Passage to read:
- Power type: Diesel
- Builder: Western Star Trucks
- Serial number: 2WLPCCCJ9TK941796
- Build date: 1995
- Total produced: 1
- Gauge: 1,435 mm (4 ft 8+1⁄2 in) 1,600 mm (5 ft 3 in)
- Length: 11.23 metres
- Loco weight: 25.4 tonnes
- Fuel type: Diesel
- Operators: V/Line Freight Freight Australia
- Numbers: RTL1
- Current owner: Just Track

= V/Line RTL class =

Road-rail locomotive

The V/Line RTL class is a road-rail locomotive, capable of operating on both road and rail. It was basically a truck with retractable rail wheels. Built by Western Star Trucks in the United States, the rail equipment was provided by Brandt Industries of Canada.

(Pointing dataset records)
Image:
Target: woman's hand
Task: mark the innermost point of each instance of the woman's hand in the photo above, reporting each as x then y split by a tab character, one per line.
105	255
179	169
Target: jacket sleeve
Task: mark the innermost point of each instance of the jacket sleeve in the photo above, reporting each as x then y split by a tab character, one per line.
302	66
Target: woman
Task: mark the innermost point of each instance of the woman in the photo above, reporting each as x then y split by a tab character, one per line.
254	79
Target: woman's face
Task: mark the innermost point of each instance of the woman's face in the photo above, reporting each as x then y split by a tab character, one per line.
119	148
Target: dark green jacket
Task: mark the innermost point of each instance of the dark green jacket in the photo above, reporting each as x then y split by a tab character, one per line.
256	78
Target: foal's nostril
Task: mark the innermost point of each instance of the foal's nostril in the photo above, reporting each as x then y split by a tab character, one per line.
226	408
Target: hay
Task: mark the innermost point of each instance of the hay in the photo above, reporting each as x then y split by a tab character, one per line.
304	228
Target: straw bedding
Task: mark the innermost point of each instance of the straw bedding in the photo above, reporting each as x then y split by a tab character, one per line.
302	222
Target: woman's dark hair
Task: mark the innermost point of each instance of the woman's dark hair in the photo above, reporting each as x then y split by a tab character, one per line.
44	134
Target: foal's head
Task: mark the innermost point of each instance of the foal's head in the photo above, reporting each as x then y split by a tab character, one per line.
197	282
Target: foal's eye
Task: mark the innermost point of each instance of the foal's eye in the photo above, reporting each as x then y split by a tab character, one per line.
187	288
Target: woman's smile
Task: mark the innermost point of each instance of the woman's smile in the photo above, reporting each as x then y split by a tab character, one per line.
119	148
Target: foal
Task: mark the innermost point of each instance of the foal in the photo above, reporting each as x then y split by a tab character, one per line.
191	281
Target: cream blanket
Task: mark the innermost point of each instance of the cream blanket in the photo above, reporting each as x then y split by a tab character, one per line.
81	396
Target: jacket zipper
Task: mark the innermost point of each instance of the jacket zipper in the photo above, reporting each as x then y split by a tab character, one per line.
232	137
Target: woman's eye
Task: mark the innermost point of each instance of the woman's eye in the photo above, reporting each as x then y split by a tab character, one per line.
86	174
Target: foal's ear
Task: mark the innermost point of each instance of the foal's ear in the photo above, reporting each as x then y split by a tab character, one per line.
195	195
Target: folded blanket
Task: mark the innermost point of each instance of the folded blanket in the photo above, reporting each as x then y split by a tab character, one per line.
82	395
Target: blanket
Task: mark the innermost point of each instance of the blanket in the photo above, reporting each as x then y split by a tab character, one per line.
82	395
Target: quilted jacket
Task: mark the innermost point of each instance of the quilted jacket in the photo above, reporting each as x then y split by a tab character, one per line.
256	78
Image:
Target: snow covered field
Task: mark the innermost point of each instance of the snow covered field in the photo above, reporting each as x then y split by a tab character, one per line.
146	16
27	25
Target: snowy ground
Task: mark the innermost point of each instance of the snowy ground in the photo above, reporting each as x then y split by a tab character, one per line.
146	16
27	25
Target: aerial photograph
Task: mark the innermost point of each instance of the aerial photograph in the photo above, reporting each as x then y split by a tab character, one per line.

Challenges:
(a) Please update the V/Line RTL class article from the part that begins at the words "The V/Line RTL" and stops after "Industries of Canada.", replacing "retractable" with "folding".
(b) According to the V/Line RTL class article, which company provided the rail equipment?

List of solutions:
(a)
The V/Line RTL class is a road-rail locomotive, capable of operating on both road and rail. It was basically a truck with folding rail wheels. Built by Western Star Trucks in the United States, the rail equipment was provided by Brandt Industries of Canada.

(b) Brandt Industries of Canada.